- [EXCERPT]

2017-06-08 19:27:29

by Subhra Mazumdar

[permalink] [raw]
Subject: [RFC PATCH] sched: select_idle_core should select least utilized core

Current select_idle_core tries to find a fully idle core and if it fails
select_idle_cpu next returns any idle cpu in the llc domain. This is not optimal
for architectures with many (more than 2) hyperthreads in a core. This patch
changes select_idle_core to find the core with least number of busy
hyperthreads and return an idle cpu in that core.

Signed-off-by: Subhra Mazumdar <[email protected]>
---
kernel/sched/fair.c | 113 +++++++++-------------------------------------
kernel/sched/idle_task.c | 1 -
kernel/sched/sched.h | 10 ----
3 files changed, 21 insertions(+), 103 deletions(-)

- [LISTING]
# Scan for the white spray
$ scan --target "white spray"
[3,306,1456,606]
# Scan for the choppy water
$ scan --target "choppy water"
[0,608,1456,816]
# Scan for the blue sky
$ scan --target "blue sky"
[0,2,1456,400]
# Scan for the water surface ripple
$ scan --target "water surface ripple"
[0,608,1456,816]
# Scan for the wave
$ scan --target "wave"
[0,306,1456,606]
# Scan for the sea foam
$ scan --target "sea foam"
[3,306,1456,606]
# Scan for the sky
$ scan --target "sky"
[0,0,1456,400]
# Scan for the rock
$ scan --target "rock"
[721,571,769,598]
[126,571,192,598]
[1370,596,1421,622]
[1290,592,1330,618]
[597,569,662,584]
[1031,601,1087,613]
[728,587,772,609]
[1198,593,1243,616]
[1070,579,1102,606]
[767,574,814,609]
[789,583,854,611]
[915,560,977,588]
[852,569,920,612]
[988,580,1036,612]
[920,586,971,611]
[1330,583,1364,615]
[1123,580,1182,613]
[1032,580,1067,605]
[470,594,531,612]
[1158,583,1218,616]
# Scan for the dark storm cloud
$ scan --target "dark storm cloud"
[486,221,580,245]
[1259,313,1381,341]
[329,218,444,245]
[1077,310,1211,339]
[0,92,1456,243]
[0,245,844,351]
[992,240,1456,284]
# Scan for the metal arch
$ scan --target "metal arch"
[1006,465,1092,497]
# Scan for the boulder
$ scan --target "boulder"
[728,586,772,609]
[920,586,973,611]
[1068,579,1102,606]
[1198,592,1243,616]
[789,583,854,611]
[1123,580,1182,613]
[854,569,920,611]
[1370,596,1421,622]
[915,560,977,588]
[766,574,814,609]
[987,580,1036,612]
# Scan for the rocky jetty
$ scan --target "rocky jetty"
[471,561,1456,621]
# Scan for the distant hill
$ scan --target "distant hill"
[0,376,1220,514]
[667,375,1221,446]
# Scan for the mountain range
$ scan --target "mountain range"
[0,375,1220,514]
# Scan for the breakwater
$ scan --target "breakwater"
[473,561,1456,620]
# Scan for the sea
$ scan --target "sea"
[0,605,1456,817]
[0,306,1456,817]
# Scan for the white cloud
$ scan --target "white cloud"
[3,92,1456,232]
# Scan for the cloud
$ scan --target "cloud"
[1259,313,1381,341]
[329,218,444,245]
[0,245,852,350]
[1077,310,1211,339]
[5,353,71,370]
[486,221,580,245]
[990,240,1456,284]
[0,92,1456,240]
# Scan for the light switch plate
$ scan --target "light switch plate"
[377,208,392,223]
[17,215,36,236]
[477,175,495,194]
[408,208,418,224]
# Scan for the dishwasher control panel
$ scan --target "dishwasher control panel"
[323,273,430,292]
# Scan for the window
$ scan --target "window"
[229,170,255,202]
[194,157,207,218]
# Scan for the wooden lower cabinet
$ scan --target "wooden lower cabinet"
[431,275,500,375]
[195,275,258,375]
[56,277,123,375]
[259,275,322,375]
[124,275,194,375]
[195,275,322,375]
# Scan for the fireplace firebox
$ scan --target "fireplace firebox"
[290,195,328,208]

- [PROBLEMS TO SOLVE]
1. Using only the scheduler patch message, say whether each statement agrees with it: (a) the patch makes select_idle_core return an idle cpu in the core with the fewest busy hyperthreads; (b) the patch changes four files; (c) the message calls the current behavior not optimal for architectures with more than two hyperthreads per core. For each, answer yes or no and quote the words of the message that decide it.
2. Write the next part of the scheduler patch message, picking up after its file-change summary.

- [RESULTS BY TASK]
1.
(a) Yes: "changes select_idle_core to find the core with least number of busy hyperthreads and return an idle cpu in that core."
(b) No: "3 files changed, 21 insertions(+), 103 deletions(-)"
(c) Yes: "This is not optimal for architectures with many (more than 2) hyperthreads in a core."

2.
diff --git a/kernel/sched/fair.c b/kernel/sched/fair.c
index d711093..eb2c33c 100644
--- a/kernel/sched/fair.c
+++ b/kernel/sched/fair.c
@@ -5679,111 +5679,49 @@ static int cpumask_next_wrap(int n, const struct cpumask *mask, int start, int *

#ifdef CONFIG_SCHED_SMT

-static inline void set_idle_cores(int cpu, int val)
-{
- struct sched_domain_shared *sds;
-
- sds = rcu_dereference(per_cpu(sd_llc_shared, cpu));
- if (sds)
- WRITE_ONCE(sds->has_idle_cores, val);
-}
-
-static inline bool test_idle_cores(int cpu, bool def)
-{
- struct sched_domain_shared *sds;
-
- sds = rcu_dereference(per_cpu(sd_llc_shared, cpu));
- if (sds)
- return READ_ONCE(sds->has_idle_cores);
-
- return def;
-}
-
/*
- * Scans the local SMT mask to see if the entire core is idle, and records this
- * information in sd_llc_shared->has_idle_cores.
- *
- * Since SMT siblings share all cache levels, inspecting this limited remote
- * state should be fairly cheap.
- */
-void __update_idle_core(struct rq *rq)
-{
- int core = cpu_of(rq);
- int cpu;
-
- rcu_read_lock();
- if (test_idle_cores(core, true))
- goto unlock;
-
- for_each_cpu(cpu, cpu_smt_mask(core)) {
- if (cpu == core)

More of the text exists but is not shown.